[START OF Extract provided]

To maintain workload uptime, configure the following settings in your deployment manifest:

  1. Configure workload replicas to handle traffic during rolling upgrades.
  2. Define an anti-affinity rule to evenly distribute workloads across the cluster.

To increase uptime, you can also refer to the documentation for the services that run on your clusters, and configure your workload based on the recommendations of the software vendor.

About Workload Upgrades

The PKS tile contains an errand that upgrades all Kubernetes clusters. Upgrades run on a single VM at a time. While one worker VM runs an upgrade, the workload on that VM goes down. The additional worker VMs continue to run replicas of your workload, maintaining the uptime of your workload.

Note: Ensure that your pods are bound to a ReplicaSet or Deployment. Naked pods are not rescheduled in the event of a node failure. For more information, see Configuration Best Practices in the Kubernetes documentation.

[END OF Extract provided]

### Requests
• a. According to the passage on workload uptime, how many VMs does an upgrade run on at a time?
• b. Return the portion of the passage on workload uptime between "To maintain workload" and "during rolling upgrades.", inclusive.

[START OF Rows]

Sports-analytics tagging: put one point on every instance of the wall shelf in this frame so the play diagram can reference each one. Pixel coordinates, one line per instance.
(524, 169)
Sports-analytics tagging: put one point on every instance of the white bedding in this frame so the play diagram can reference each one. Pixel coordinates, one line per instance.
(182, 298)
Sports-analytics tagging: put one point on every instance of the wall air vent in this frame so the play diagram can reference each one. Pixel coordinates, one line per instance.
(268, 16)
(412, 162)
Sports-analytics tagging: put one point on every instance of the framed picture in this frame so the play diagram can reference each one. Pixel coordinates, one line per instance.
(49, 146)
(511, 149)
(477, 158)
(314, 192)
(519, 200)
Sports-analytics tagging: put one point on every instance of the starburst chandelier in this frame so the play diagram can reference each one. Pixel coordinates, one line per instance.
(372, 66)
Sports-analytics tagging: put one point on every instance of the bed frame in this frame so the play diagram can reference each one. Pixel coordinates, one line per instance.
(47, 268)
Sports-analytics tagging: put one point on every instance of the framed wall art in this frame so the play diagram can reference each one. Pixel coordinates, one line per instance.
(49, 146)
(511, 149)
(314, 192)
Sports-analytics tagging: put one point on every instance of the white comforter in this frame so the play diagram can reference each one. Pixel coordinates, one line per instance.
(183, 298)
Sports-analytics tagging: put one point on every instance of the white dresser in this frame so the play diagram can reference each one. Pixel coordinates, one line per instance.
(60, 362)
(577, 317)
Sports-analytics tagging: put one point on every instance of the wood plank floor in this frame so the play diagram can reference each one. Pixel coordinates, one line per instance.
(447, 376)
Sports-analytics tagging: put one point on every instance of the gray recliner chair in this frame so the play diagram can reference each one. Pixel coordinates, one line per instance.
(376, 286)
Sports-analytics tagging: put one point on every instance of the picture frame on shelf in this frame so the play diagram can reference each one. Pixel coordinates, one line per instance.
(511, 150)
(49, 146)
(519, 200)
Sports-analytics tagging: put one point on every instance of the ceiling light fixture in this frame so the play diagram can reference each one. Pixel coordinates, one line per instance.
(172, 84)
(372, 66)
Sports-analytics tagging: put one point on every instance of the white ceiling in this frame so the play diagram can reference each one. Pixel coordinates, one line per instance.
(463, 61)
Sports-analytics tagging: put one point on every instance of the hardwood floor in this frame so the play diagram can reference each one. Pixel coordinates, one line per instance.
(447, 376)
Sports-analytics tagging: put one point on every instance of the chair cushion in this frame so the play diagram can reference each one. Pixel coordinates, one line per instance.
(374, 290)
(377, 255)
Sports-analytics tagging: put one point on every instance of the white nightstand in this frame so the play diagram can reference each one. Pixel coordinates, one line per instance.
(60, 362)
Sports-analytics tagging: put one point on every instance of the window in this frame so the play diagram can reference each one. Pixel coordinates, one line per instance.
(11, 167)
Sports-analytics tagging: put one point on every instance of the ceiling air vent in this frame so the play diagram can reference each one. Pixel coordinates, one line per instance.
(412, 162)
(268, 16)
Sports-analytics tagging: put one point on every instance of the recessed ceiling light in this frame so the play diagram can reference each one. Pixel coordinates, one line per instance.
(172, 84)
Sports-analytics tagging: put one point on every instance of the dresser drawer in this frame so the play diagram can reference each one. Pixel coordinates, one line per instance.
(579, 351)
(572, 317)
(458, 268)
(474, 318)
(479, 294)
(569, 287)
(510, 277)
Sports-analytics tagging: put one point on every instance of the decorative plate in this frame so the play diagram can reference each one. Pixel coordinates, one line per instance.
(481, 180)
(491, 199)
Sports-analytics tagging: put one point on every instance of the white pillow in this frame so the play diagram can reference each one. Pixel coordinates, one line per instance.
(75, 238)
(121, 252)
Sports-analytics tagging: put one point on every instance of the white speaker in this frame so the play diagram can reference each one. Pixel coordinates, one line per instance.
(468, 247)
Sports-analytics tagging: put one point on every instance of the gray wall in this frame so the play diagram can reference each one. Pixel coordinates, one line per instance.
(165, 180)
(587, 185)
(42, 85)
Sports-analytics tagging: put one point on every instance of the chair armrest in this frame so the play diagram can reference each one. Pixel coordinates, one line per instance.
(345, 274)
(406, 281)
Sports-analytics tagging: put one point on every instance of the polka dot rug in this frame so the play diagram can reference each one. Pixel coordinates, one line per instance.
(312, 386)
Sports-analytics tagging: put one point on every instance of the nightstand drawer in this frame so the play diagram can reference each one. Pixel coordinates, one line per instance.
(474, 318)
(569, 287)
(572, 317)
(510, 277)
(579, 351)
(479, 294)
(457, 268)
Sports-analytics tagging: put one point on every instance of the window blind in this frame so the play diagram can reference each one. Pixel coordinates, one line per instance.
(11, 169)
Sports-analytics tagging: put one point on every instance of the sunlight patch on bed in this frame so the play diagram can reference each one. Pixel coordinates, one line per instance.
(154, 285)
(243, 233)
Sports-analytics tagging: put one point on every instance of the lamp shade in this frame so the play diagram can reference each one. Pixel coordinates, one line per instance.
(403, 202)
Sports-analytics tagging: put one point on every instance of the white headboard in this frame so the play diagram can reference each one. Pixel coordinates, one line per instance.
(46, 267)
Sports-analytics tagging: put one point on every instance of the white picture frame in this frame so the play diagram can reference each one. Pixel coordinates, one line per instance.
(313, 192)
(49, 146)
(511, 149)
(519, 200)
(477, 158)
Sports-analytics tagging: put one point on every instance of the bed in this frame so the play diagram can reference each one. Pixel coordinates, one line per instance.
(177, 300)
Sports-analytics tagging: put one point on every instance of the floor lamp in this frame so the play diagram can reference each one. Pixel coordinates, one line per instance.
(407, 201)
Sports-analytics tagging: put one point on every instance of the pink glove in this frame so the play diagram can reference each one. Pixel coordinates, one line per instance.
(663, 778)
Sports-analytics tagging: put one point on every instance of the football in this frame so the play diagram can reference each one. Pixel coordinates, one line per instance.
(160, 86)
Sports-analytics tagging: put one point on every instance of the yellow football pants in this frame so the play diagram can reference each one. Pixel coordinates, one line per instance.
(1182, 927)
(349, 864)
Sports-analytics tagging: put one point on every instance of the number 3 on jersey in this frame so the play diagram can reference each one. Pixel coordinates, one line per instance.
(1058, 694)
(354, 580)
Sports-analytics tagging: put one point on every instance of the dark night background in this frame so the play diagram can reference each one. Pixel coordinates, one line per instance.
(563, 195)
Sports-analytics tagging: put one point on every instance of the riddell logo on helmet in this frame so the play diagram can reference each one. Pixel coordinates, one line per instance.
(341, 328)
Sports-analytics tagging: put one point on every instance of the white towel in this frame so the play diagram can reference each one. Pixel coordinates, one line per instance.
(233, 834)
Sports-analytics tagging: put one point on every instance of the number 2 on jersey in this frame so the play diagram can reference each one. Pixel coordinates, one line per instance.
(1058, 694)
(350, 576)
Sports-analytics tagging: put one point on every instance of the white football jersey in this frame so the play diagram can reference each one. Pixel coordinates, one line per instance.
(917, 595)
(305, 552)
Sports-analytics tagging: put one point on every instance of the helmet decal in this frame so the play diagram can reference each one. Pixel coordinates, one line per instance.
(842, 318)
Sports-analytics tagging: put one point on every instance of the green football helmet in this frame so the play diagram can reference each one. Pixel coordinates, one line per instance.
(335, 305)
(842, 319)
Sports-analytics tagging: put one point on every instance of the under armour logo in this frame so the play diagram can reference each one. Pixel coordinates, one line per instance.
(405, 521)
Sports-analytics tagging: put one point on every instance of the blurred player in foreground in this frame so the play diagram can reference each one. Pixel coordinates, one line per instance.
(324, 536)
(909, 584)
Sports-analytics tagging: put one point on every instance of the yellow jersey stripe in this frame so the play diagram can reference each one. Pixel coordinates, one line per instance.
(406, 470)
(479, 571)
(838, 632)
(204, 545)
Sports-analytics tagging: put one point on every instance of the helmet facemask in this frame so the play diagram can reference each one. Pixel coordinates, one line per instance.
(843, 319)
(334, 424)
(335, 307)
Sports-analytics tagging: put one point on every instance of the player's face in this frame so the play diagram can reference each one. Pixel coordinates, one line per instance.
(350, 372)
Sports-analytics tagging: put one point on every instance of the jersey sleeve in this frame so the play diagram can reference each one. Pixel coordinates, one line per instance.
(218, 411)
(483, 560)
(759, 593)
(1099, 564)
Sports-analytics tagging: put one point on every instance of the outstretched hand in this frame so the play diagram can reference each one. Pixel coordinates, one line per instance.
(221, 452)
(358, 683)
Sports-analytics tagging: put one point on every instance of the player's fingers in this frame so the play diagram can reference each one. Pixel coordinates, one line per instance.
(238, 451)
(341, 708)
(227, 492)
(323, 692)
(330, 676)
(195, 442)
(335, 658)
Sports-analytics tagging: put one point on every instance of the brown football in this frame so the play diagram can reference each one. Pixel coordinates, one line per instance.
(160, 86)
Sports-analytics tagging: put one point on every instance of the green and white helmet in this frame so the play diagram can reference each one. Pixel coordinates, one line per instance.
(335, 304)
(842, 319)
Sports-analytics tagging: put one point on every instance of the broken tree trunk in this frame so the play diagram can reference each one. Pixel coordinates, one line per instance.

[END OF Rows]

### Task-by-task outputs
• a. Upgrades run on a single VM at a time.

• b.
To maintain workload uptime, configure the following settings in your deployment manifest:

  1. Configure workload replicas to handle traffic during rolling upgrades.